**Listed entries**.
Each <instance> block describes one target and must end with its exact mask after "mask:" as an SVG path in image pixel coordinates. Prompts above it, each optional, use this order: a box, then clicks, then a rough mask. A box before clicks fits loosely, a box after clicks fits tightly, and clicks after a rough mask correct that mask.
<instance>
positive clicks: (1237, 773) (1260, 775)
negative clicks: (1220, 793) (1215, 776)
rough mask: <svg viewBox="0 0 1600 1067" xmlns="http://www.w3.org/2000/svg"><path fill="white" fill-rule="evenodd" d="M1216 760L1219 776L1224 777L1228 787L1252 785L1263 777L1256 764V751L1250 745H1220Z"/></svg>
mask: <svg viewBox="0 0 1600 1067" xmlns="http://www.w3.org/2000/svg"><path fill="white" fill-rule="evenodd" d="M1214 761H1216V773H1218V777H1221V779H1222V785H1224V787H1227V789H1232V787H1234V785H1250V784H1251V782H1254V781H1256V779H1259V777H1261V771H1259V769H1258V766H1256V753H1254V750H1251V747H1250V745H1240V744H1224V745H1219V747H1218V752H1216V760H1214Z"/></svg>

**Action item**.
Beginning at the top of the entries above, output each line exactly, and end with the line in which "negative clicks: (1220, 793) (1215, 776)" appears.

**Exercise answer**.
Each <instance> block describes one target and must end with its exact mask after "mask:" as an SVG path in image pixel coordinates. Prompts above it, each optional, use this order: a box, then clicks, then a rough mask. A box before clicks fits loosely, a box after clicks fits tightly, and clicks after a rough mask correct that mask.
<instance>
positive clicks: (1237, 773) (1260, 775)
negative clicks: (1220, 793) (1215, 776)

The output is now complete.